> What you are asked to do:
Reproduce every one of the following items word for word, changing nothing.
## begin Stored rows
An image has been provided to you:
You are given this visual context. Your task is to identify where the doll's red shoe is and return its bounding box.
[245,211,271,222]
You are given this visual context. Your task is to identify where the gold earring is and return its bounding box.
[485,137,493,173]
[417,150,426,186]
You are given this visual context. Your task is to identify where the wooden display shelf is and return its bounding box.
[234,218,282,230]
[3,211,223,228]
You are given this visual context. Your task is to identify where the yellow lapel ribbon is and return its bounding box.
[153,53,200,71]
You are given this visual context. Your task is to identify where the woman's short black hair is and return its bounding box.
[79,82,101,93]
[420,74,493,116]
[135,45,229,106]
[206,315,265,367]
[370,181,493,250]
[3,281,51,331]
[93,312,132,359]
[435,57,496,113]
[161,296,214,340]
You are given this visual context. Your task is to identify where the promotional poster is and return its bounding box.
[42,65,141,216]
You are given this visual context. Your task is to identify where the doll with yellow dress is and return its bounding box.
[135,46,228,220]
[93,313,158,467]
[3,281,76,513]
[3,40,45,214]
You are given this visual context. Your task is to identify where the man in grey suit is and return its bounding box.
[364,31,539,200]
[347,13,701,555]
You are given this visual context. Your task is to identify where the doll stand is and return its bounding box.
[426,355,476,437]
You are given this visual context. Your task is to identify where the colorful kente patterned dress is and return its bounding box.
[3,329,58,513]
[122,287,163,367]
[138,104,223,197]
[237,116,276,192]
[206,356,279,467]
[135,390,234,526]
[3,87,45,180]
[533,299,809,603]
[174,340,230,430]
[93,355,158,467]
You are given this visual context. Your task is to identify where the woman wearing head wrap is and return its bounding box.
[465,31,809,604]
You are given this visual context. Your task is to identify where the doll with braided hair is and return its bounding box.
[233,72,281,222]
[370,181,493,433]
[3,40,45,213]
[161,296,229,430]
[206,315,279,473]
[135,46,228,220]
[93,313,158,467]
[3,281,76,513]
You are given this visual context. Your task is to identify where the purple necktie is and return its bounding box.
## end Stored rows
> Written response:
An image has been provided to you:
You are given this visual context. Your task is to identify where the doll's red shoe is and return its bounding box.
[245,211,271,222]
You are given this visual context. Your task is to identify where the gold earring is and return its bounding box.
[485,137,493,173]
[417,150,426,186]
You are given this visual context. Your task is to identify where the wooden display shelf is and return its bounding box.
[234,218,282,230]
[3,211,223,228]
You are given this visual context. Your task is to identify where the yellow lapel ribbon is and return its bounding box.
[153,53,200,71]
You are given this visual context. Your task is to identify where the woman's short black hair is and return its bounding box.
[79,82,101,93]
[420,74,493,116]
[135,45,229,106]
[206,315,265,367]
[370,181,493,250]
[3,281,51,331]
[93,312,132,359]
[435,57,496,113]
[161,296,214,340]
You are given this visual context. Your task is to identify where the promotional poster is and return its bounding box.
[42,65,141,216]
You are given this visual context. Your task is to identify where the doll with yellow dress is and return its bounding box.
[135,46,228,220]
[93,313,158,467]
[3,281,76,513]
[3,40,45,214]
You are given this visual context. Your task is to identify where the man in grey suit is and return its bounding box.
[364,31,539,200]
[347,13,701,555]
You are given this visual context. Your task is to identify where the doll stand is and return its bounding box.
[426,355,476,437]
You are given this visual context. Your task is to identify where the colorful kente patterned dress is and return its bounding box.
[3,329,58,513]
[122,287,163,367]
[138,104,223,197]
[237,116,276,192]
[206,356,279,467]
[135,390,234,526]
[3,87,45,180]
[533,299,809,603]
[174,340,230,430]
[93,355,158,467]
You are given this visual context. Your task is to identify where the woman wearing head wrap is and return its bounding box.
[465,31,809,604]
You are given this visual context. Your task is to identify where the doll with braided hair is and return its bounding box.
[233,72,281,222]
[370,181,493,433]
[3,40,45,213]
[161,296,229,430]
[206,315,279,473]
[135,46,228,220]
[93,313,158,467]
[3,281,76,513]
You are given this visual context. Your task is to identify where the purple necktie is and return its bounding box.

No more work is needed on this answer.